| The exercise |
Copy each of the following items word for word.

| Task inputs |
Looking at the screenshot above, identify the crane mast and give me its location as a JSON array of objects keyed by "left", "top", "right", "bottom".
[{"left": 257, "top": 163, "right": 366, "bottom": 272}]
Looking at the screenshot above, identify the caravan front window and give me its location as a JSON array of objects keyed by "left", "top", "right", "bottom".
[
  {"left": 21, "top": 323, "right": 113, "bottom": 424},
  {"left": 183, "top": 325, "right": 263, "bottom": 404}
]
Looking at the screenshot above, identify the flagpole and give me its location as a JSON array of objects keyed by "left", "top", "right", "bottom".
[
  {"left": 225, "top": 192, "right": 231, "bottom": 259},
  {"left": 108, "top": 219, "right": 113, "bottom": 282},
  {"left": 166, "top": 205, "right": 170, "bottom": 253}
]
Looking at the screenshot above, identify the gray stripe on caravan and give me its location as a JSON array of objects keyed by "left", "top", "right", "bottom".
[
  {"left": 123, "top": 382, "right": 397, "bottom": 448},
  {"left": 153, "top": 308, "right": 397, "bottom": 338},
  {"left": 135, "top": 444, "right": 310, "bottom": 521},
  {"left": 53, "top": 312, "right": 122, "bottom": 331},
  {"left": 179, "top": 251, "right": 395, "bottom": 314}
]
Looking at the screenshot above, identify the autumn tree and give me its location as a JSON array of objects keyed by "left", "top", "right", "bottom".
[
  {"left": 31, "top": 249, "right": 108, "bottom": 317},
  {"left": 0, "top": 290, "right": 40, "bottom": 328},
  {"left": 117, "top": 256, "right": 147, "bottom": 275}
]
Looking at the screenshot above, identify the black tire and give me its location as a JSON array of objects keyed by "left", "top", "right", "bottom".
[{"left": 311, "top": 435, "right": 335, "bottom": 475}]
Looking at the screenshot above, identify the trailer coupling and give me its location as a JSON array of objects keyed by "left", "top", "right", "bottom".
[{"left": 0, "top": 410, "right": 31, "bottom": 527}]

| Solution |
Looking at the screenshot above, identify the crane mast and give me its location as a JSON array of objects keyed by "left", "top", "right", "bottom".
[{"left": 257, "top": 163, "right": 366, "bottom": 272}]
Looking at the screenshot above, identify the caravan front window and give me its location as a JSON array of objects keyed by "left", "top", "right", "bottom".
[
  {"left": 21, "top": 323, "right": 113, "bottom": 424},
  {"left": 183, "top": 325, "right": 263, "bottom": 404}
]
Looking at the screenshot above, identify the flagpole and give me its location as a JSON array of objects keyed by "left", "top", "right", "bottom".
[
  {"left": 225, "top": 192, "right": 231, "bottom": 259},
  {"left": 108, "top": 219, "right": 113, "bottom": 282},
  {"left": 166, "top": 205, "right": 170, "bottom": 253}
]
Looking at the screenshot above, identify the gray stripe on caravan and give me its location as a JSON array of objects keyed by "left", "top", "right", "bottom".
[
  {"left": 123, "top": 382, "right": 397, "bottom": 448},
  {"left": 153, "top": 308, "right": 397, "bottom": 338},
  {"left": 135, "top": 444, "right": 310, "bottom": 521},
  {"left": 53, "top": 312, "right": 122, "bottom": 331},
  {"left": 179, "top": 251, "right": 395, "bottom": 314}
]
Looking at the screenshot above, identify the autumn tree and give me its location as a JSON array of objects keyed by "left", "top", "right", "bottom".
[
  {"left": 31, "top": 249, "right": 108, "bottom": 317},
  {"left": 0, "top": 290, "right": 40, "bottom": 328},
  {"left": 117, "top": 256, "right": 147, "bottom": 275}
]
Looking at the screenshot above, identify the black tire and give me its location as a JSON array of objects keyed by "left", "top", "right", "bottom".
[{"left": 311, "top": 435, "right": 335, "bottom": 475}]
Looking at the screenshot above, identify the trailer coupling and give me its location as a JSON array of objects keyed by "left", "top", "right", "bottom".
[{"left": 0, "top": 410, "right": 31, "bottom": 527}]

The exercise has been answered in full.